READING PASSAGE ->

Toxic Melanodermatitis

Some patients develop asymptomatic, pin-point, hyperpigmented macular lesions which appear on any part of the body irrespective of whether the area is exposed to sunlight or not. Some lesions may remain discrete, but most of them coalesce with each other to form large irregular areas of hyperpigmentation.

On the forearms and legs the pigmentation commonly occurs around the hair follicles. New lesions keep on appearing for a few weeks or even a few months and then these lesions tend to disappear spontaneously over the next several months or may even take a few years.

The cause of this disease is not known. It seems to represent a post-inflammatory hyperpigmentation initiated by a substance which reaches the skin via blood. Till the exact aetiopathogenesis is known, it is best to call this disease idiopathic guttate and confluent hypermelanosis.


Since the cause of this disease is not known, its treatment is also empirical. If the new lesions continue to appear, the patient should be treated with systemic corticosteroids in a dose of 10 to 20 mg of prednisolone a day. This dose given over a period of four to six weeks has been observed to prevent the appearance of new lesions. Then the dose of corticosteroids can be gradually reduced by 5 mg every 1-2 weeks.

The hyperpigmented lesions tend to disappear spontaneously in the course of an year or so, but this period can presumably be shortened by local massage with keratolytic agents, or retinoic acid, hydroquinone and fluocinolone acetonide ointments massaged one after the other at night. Vitamin C in a dose of 2.5 gm twice a day may also be given.

SUPPLIED RECORDS ->
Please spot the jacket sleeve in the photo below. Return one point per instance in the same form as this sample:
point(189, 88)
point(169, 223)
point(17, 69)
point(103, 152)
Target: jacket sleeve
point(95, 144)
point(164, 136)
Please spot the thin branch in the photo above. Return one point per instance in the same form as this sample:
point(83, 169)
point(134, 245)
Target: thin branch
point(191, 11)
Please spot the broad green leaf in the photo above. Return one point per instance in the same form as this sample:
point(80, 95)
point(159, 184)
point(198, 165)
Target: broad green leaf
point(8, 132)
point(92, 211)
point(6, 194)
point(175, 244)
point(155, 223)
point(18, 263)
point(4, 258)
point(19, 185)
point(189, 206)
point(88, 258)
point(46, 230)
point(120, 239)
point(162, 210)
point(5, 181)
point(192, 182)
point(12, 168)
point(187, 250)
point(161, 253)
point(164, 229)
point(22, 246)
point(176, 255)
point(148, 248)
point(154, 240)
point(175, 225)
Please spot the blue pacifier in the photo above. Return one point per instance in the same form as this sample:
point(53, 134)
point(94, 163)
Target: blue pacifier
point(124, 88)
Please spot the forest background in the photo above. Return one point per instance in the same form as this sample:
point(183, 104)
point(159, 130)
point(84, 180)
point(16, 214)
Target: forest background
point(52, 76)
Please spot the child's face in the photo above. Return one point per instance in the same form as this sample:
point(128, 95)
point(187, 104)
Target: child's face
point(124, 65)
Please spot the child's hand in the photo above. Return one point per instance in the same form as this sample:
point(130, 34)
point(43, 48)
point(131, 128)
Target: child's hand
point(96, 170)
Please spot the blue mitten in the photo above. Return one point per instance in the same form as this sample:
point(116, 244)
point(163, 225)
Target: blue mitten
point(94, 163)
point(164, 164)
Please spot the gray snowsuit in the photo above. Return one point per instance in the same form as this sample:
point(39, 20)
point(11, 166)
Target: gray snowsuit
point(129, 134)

REQUIREMENT -> Please copy the text on toxic melanodermatitis word for word, starting at "The cause of this disease is not known." and ending at "and confluent hypermelanosis.". The data isn't needed.

RESULT OF THE TASK ->
The cause of this disease is not known. It seems to represent a post-inflammatory hyperpigmentation initiated by a substance which reaches the skin via blood. Till the exact aetiopathogenesis is known, it is best to call this disease idiopathic guttate and confluent hypermelanosis.